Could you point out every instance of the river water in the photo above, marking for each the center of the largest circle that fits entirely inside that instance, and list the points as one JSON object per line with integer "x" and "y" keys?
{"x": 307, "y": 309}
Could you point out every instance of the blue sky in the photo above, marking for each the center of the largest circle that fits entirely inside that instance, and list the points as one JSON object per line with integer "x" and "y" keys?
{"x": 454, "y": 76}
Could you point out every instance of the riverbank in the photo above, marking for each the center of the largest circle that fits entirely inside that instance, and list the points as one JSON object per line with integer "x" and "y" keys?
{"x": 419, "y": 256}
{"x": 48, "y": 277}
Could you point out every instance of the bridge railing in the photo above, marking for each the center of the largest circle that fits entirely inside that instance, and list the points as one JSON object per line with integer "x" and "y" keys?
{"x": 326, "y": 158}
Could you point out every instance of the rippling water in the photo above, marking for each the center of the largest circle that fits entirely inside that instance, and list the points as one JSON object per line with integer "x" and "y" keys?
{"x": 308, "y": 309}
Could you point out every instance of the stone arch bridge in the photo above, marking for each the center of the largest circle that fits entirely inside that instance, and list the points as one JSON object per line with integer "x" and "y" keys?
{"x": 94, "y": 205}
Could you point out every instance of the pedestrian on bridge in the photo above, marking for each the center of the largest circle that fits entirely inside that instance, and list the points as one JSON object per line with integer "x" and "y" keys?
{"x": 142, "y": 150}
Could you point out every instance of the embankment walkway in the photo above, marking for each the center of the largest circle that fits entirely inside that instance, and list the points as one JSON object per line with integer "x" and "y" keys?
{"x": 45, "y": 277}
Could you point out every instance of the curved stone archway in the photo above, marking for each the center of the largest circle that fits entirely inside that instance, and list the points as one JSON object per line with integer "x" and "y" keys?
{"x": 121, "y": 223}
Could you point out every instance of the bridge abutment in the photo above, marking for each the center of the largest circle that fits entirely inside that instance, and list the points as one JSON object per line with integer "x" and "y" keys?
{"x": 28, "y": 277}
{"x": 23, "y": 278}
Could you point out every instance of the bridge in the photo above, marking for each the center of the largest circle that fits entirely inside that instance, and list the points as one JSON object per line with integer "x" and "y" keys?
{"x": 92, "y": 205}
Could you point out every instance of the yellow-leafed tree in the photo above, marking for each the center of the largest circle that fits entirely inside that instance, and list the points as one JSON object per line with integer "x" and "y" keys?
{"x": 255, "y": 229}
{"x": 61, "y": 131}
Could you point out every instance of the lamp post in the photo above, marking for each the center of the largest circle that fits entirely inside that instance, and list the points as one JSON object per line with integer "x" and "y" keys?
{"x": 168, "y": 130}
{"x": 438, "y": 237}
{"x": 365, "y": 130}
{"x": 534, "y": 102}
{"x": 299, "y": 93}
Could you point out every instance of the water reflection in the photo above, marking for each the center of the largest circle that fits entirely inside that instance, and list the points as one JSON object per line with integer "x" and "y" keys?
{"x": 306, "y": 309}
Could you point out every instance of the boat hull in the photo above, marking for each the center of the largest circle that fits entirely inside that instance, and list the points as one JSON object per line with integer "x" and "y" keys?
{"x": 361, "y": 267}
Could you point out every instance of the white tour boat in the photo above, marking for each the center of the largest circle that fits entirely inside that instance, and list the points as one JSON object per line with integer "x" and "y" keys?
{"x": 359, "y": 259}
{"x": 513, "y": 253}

Exercise prompt: Retype the entries exactly, including every line.

Output of the task:
Could you point out every instance of the river water in the photo above, marking for each the center of the largest circle that fits entirely inside that instance, and list the points as one JSON object per line with integer "x" and "y" keys?
{"x": 307, "y": 309}
Could you point out every instance of the blue sky in the photo above, marking for each the center of the largest circle that fits entirely inside that instance, and list the points as one JSON object per line with integer "x" and "y" keys?
{"x": 454, "y": 76}
Could you point out every instance of the riverbank in the photo above, marking for each the center of the largest circle that fits entirely inside that instance, and list the points as one JSON object per line with integer "x" and "y" keys?
{"x": 419, "y": 256}
{"x": 48, "y": 277}
Could you point out every instance of the bridge railing in the photo above, marking for each the center of the largest circle that fits entirely inside that instance, and list the points as one JSON object per line with integer "x" and "y" keys?
{"x": 326, "y": 158}
Could you point out every instance of the rippling water in the photo above, marking for each the center of the largest circle that fits entirely inside that instance, and list the points as one JSON object per line with integer "x" and "y" keys?
{"x": 308, "y": 309}
Could you point out every instance of the stone arch bridge in the photo above, marking for each the center of the largest circle that fits entirely inside that instance, and list the points as one JSON object per line with integer "x" and "y" keys?
{"x": 94, "y": 205}
Could you point out every instance of the pedestrian on bridge in the photo above, marking for each the center of the largest circle that fits entirely inside that instance, and list the points as one JSON object per line with integer "x" and "y" keys?
{"x": 142, "y": 150}
Could you point out every instance of the embankment walkway in the photo above, marking for each the center of the largest circle that fits entirely inside that instance, and list the points as one JSON object per line with integer "x" and "y" keys?
{"x": 45, "y": 277}
Could you point out every instance of the curved stone archway in the photo above, marking for each the center of the largest circle that fits entirely inside that instance, and list the points as one JSON object per line with integer "x" and "y" keys?
{"x": 121, "y": 223}
Could you point out every instance of the bridge abutment in the photo above, marking for each the center of the largest circle that fits entirely inside that instance, and list the points as one JSON object per line with integer "x" and "y" keys?
{"x": 28, "y": 277}
{"x": 23, "y": 278}
Could you point out every instance of the bridge in the photo above, marking for each the center of the largest circle that fits entirely inside that instance, and list the points as one JSON object per line with integer "x" and "y" keys?
{"x": 92, "y": 205}
Could you point out every instance of the yellow-leafed tree in the photo above, marking for each the center of the largest circle that fits entirely inside that instance, and list the points as one JSON object per line with integer "x" and "y" keys?
{"x": 255, "y": 229}
{"x": 61, "y": 131}
Could you point out every instance of the lamp post in the photo above, marking for each the center of the largest circle that fits entirely inside that instance, and list the points as one JSON object per line with integer "x" and "y" keys?
{"x": 168, "y": 130}
{"x": 438, "y": 237}
{"x": 365, "y": 130}
{"x": 534, "y": 102}
{"x": 299, "y": 93}
Could you point out every instance of the water reflection in the photo above, marking for each the center of the largest circle that fits entirely inside that instance, and list the points as one JSON object per line with integer "x" and "y" keys?
{"x": 306, "y": 309}
Could you point out every instance of the boat hull in the photo above, marking for each the center of the largest circle that fits entirely inside that instance, and list the points as one JSON object per line with integer "x" and "y" keys?
{"x": 361, "y": 267}
Could you point out every instance of the white tour boat in the photo above, marking for each the center of the largest circle that fits entirely inside that instance, and list the points as one JSON object per line with integer "x" and "y" keys?
{"x": 359, "y": 259}
{"x": 513, "y": 253}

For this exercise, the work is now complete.